WORK ITEM:
Please return, exactly and only, the lines beginning at the top of the entries below and ending with the line containing "Could you locate the metal spoon"; keep out the pictures.

*** Opening WORKING DATA ***

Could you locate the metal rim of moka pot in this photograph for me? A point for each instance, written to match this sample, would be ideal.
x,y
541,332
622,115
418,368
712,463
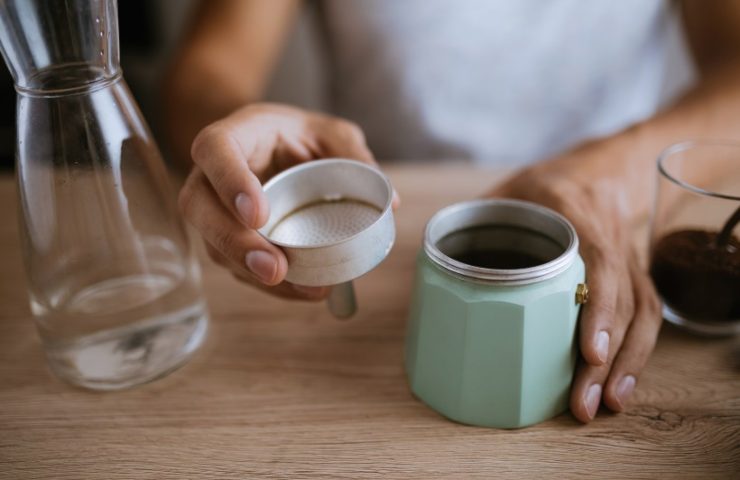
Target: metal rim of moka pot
x,y
504,213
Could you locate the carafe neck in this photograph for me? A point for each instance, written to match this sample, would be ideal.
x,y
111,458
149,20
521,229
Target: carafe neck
x,y
56,46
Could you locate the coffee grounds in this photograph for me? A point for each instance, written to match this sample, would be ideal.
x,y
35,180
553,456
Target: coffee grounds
x,y
696,277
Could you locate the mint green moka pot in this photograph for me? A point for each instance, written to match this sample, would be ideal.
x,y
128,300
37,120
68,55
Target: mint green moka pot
x,y
492,327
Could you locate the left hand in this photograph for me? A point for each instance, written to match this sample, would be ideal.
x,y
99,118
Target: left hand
x,y
619,325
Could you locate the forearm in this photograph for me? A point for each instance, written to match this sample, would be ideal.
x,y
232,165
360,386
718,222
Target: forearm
x,y
224,63
624,165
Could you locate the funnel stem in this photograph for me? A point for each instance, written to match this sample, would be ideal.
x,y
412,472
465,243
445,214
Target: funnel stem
x,y
341,301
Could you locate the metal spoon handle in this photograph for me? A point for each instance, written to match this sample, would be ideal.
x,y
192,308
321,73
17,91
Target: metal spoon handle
x,y
342,303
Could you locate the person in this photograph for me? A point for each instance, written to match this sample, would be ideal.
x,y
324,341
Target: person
x,y
581,95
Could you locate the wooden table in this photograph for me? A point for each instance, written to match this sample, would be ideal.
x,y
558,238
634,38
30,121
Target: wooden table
x,y
283,390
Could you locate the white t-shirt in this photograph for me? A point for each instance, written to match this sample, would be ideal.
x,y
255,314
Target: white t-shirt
x,y
501,82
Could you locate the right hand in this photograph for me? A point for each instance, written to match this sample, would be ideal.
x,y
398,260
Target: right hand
x,y
223,198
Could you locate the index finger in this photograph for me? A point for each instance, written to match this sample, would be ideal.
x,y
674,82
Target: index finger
x,y
599,314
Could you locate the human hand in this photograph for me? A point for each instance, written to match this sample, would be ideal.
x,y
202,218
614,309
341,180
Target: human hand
x,y
619,325
223,198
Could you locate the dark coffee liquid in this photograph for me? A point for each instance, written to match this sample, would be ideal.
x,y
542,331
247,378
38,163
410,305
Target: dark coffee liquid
x,y
498,258
499,247
696,277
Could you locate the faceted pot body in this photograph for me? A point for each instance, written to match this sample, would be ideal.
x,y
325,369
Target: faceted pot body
x,y
492,355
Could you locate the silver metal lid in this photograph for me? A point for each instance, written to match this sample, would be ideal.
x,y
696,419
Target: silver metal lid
x,y
515,214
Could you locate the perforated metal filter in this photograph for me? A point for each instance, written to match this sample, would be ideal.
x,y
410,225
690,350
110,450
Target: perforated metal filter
x,y
324,223
333,220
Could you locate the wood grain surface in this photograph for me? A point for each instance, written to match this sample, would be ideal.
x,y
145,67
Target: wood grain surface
x,y
282,390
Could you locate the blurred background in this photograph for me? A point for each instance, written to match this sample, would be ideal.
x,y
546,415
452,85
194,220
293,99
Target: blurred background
x,y
149,32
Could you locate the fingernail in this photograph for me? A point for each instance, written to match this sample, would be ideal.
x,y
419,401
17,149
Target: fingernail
x,y
593,398
313,292
624,389
602,345
245,208
262,264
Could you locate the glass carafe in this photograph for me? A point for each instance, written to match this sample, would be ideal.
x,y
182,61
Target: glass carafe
x,y
113,282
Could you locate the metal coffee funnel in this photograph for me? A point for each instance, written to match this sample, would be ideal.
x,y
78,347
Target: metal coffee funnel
x,y
333,220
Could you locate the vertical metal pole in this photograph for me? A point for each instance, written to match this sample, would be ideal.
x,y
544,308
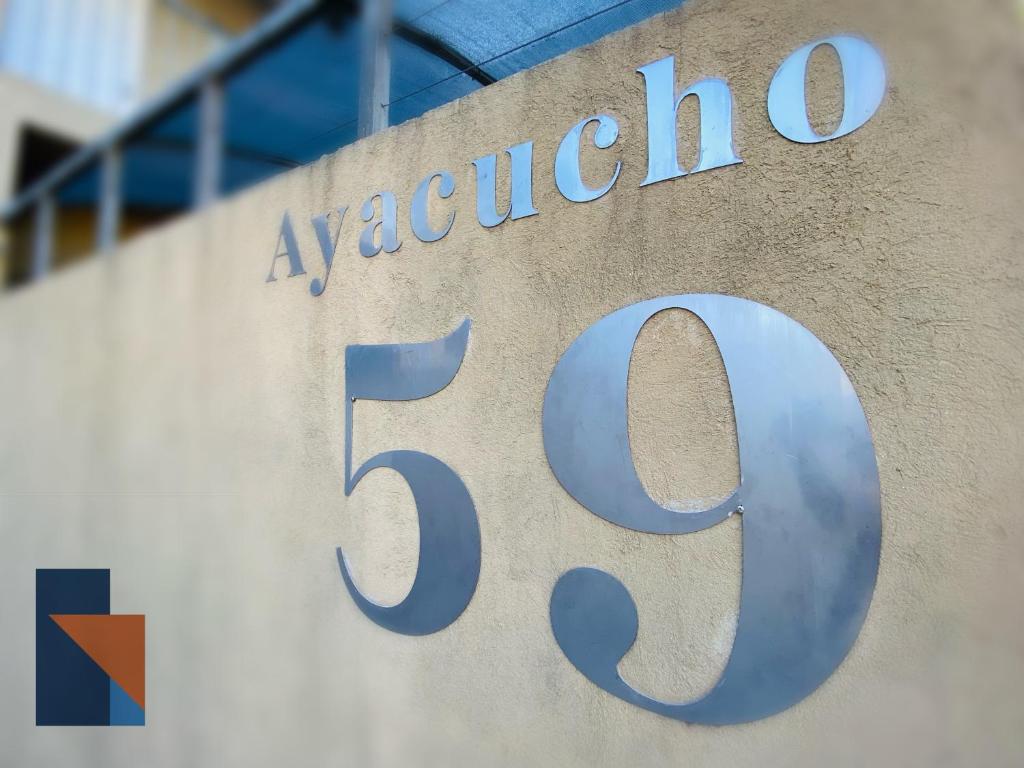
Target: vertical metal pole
x,y
110,200
375,67
42,241
210,152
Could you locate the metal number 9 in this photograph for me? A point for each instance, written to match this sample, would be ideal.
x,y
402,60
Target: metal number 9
x,y
450,535
808,493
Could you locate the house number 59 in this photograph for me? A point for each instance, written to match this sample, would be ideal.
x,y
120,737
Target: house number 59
x,y
808,495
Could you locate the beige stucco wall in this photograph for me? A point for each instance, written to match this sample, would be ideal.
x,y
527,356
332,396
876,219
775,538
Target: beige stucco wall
x,y
169,415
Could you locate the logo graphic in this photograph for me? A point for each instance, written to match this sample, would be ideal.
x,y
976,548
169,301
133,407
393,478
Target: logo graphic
x,y
90,666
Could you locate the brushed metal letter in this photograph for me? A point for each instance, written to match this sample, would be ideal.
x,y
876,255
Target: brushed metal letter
x,y
715,100
418,212
328,246
521,197
287,237
863,89
567,177
387,223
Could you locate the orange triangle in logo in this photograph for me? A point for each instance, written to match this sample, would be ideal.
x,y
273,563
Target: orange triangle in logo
x,y
116,643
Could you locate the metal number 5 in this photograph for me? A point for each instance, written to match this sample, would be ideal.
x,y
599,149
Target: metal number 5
x,y
808,494
450,536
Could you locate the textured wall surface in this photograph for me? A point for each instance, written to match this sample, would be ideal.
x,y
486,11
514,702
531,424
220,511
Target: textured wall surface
x,y
169,415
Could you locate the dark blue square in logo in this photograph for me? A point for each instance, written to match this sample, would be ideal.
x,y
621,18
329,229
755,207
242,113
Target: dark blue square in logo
x,y
71,689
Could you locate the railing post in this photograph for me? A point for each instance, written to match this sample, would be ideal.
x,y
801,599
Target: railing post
x,y
375,67
210,152
110,199
42,241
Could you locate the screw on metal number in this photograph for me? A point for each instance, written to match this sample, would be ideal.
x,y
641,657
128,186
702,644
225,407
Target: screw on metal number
x,y
450,535
808,493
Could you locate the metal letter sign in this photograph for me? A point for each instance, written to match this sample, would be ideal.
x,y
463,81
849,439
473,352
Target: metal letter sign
x,y
808,494
863,88
450,536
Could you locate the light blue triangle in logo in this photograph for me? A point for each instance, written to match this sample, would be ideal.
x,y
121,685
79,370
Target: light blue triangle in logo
x,y
123,710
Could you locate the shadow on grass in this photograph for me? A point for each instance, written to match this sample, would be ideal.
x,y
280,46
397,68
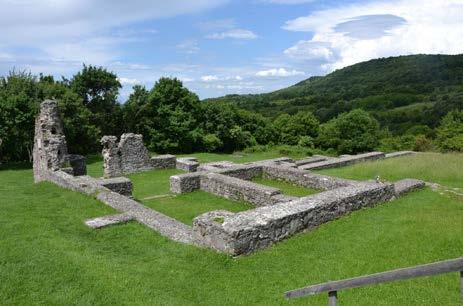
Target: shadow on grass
x,y
16,166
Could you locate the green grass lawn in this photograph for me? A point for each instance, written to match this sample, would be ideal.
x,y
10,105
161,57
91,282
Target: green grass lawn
x,y
445,169
48,256
286,188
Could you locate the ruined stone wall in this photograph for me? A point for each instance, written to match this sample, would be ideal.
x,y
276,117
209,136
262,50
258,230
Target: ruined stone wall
x,y
133,153
248,231
238,189
343,161
167,161
130,156
111,157
188,164
305,178
50,148
50,151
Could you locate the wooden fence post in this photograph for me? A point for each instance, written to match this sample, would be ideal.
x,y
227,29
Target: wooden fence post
x,y
332,298
461,286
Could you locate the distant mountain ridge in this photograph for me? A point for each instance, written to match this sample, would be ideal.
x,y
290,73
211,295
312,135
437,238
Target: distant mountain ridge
x,y
399,91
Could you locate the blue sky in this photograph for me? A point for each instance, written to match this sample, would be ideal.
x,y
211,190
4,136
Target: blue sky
x,y
220,47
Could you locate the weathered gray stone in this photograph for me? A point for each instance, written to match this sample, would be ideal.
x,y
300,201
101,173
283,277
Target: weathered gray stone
x,y
282,198
161,223
130,156
50,151
406,185
248,231
121,185
399,154
50,148
185,183
237,189
111,157
78,164
163,161
188,164
134,155
305,179
343,161
244,172
108,220
311,160
216,166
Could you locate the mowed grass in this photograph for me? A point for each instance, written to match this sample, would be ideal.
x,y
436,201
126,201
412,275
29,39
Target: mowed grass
x,y
48,255
444,169
286,188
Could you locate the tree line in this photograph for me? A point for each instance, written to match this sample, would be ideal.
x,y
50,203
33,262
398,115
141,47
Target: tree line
x,y
172,119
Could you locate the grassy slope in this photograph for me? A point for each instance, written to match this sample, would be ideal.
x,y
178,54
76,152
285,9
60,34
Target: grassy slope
x,y
444,169
48,256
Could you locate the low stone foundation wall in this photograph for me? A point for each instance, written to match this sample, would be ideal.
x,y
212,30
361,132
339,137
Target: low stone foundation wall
x,y
188,164
78,164
238,189
343,161
248,231
304,178
163,161
311,160
244,172
184,183
121,185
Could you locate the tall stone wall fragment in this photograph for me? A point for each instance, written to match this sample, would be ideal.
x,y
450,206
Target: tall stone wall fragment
x,y
50,151
130,156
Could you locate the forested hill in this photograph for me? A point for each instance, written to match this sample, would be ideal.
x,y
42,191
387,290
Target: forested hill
x,y
400,92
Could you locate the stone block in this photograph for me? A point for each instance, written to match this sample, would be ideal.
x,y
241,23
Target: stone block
x,y
108,220
305,179
187,164
248,231
343,161
184,183
237,189
406,185
163,161
121,185
78,164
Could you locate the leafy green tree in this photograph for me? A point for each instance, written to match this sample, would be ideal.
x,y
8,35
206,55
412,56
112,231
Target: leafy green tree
x,y
211,142
98,89
174,127
450,132
349,133
19,101
292,128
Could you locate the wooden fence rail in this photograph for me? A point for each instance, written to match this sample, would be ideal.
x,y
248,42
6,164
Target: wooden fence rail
x,y
441,267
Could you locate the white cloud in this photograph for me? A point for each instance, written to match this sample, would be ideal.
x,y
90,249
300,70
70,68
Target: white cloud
x,y
209,78
278,72
218,24
287,1
350,34
128,81
234,34
305,49
56,36
189,46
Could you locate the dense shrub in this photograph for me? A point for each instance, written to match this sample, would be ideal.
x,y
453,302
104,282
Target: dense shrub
x,y
350,133
450,132
290,129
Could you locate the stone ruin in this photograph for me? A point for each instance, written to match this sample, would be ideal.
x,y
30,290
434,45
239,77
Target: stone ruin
x,y
276,216
50,151
130,156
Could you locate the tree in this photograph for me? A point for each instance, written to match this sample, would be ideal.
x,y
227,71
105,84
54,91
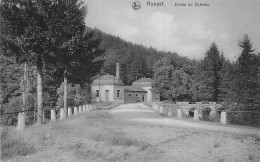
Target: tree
x,y
46,33
247,74
209,72
226,84
172,79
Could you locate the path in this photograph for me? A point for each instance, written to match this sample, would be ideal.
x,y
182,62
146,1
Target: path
x,y
142,113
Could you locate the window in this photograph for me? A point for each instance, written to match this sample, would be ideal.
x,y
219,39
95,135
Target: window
x,y
97,93
118,93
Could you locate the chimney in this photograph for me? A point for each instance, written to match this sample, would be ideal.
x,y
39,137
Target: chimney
x,y
117,72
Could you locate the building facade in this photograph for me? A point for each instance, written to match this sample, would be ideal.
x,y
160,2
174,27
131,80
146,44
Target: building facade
x,y
109,88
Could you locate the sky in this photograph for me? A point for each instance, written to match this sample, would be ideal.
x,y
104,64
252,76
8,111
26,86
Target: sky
x,y
186,30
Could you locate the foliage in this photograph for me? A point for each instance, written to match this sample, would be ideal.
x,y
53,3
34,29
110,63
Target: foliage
x,y
247,81
172,78
77,95
12,145
209,73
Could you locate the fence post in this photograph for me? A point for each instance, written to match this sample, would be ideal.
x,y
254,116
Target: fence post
x,y
80,109
43,116
75,110
223,117
61,113
196,114
53,115
170,109
69,112
165,110
160,109
21,121
179,113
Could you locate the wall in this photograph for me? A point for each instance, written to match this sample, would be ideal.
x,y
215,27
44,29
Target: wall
x,y
102,92
133,98
119,99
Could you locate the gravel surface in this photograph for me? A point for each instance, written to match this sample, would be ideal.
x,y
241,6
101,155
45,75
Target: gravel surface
x,y
134,133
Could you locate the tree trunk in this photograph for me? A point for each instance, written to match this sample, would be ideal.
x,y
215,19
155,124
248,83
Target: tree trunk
x,y
39,93
24,85
65,93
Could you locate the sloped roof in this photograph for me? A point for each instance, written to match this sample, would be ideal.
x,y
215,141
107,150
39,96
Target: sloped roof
x,y
144,80
134,89
107,80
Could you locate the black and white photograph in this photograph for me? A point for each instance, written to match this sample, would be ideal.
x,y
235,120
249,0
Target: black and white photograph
x,y
130,80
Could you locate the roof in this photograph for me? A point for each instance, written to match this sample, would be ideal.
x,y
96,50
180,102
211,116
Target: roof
x,y
134,89
107,80
144,80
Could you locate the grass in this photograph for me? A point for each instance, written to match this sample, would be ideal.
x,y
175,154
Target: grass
x,y
93,136
14,145
98,136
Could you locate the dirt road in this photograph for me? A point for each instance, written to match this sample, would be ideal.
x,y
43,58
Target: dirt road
x,y
141,113
132,133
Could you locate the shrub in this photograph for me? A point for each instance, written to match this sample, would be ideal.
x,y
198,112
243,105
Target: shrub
x,y
13,145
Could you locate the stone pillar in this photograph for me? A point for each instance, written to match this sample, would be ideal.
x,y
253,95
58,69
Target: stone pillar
x,y
43,116
161,109
61,114
21,121
179,113
170,109
75,110
223,117
53,115
196,114
80,109
69,112
165,110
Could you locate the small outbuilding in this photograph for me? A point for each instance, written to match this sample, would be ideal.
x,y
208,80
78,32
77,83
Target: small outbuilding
x,y
109,88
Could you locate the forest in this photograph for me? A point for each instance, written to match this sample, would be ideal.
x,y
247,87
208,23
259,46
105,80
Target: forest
x,y
42,57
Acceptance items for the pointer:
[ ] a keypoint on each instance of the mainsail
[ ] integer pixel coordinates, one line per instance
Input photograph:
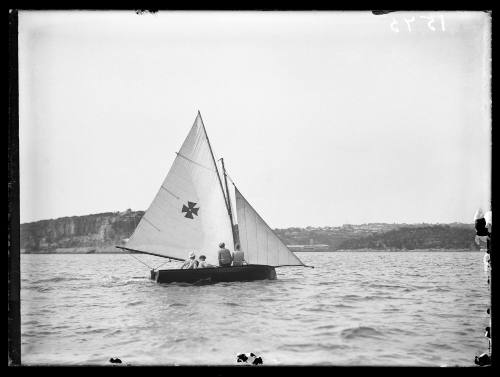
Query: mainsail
(189, 212)
(258, 241)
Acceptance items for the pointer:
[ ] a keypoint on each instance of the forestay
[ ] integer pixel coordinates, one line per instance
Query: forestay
(189, 212)
(258, 241)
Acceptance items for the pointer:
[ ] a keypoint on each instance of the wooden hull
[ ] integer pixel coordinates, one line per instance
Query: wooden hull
(215, 274)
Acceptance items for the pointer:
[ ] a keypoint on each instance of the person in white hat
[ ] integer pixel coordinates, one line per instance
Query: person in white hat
(191, 262)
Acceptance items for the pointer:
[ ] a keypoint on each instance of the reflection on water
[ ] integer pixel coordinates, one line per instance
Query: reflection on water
(354, 308)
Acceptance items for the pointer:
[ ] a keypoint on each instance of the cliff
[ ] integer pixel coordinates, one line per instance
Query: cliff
(79, 234)
(100, 232)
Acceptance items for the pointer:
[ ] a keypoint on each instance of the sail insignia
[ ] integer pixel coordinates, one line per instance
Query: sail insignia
(189, 211)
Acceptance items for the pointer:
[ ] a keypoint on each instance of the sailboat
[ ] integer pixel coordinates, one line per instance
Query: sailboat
(192, 211)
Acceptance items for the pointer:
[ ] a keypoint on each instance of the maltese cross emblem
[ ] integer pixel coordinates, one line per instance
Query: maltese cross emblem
(190, 210)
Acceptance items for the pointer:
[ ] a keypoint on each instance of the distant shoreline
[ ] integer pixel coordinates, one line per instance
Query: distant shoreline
(302, 252)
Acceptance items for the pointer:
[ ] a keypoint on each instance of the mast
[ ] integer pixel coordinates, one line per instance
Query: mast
(218, 176)
(228, 202)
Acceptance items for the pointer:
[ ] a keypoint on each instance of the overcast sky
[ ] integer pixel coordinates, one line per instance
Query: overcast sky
(323, 118)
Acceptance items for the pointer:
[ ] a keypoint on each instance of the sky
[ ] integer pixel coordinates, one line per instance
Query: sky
(322, 118)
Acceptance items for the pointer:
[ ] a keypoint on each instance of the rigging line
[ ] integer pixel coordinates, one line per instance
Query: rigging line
(162, 264)
(194, 162)
(132, 255)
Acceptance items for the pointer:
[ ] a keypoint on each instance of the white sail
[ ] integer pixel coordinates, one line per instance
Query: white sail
(189, 211)
(258, 241)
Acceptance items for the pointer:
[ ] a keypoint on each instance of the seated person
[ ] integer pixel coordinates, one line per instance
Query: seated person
(225, 257)
(190, 263)
(238, 257)
(203, 263)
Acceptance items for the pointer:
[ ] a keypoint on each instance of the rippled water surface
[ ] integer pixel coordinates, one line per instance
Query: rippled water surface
(354, 308)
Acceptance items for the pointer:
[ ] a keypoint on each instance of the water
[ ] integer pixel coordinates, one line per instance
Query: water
(354, 308)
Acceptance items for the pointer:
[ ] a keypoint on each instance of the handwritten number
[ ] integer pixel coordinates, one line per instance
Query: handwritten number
(442, 22)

*** Closing WORKING DATA ***

SOLUTION TO THE EXERCISE:
Could you locate the metal rim of moka pot in this photograph for me? A point for each instance, written to match this sample, would be ideal.
x,y
541,332
622,115
418,368
712,463
Target: metal rim of moka pot
x,y
504,213
Could you locate the carafe neck in this photograph for me? A point for each instance, written to match this sample, would be ideal.
x,y
111,458
149,20
521,229
Target: carafe neck
x,y
56,46
Could you locate the coffee grounds in this photograph for me? A point for each instance, written to match this sample, would be ideal.
x,y
35,180
553,456
Target: coffee grounds
x,y
696,277
Could you locate the mint green moka pot in this photograph for me? A point for each instance, written to match this sample, would be ideal.
x,y
128,300
37,120
68,55
Target: mint green moka pot
x,y
492,327
Could you locate the left hand in this photograph for me? A point for each instance, written to match this sample, would be ideal.
x,y
99,118
Target: left hand
x,y
619,325
Could you locate the forearm in this photograph for me? A point for each instance, written to match this sample, would be ideal.
x,y
232,165
360,386
718,222
Target: forearm
x,y
224,63
624,165
Could you locate the funnel stem in this photograph for me? A point for each instance, written to match this sample, would be ideal.
x,y
412,472
465,243
445,214
Target: funnel stem
x,y
341,301
Could you locate the metal spoon handle in this photograph for me? A point for each instance, written to match this sample, would be ideal.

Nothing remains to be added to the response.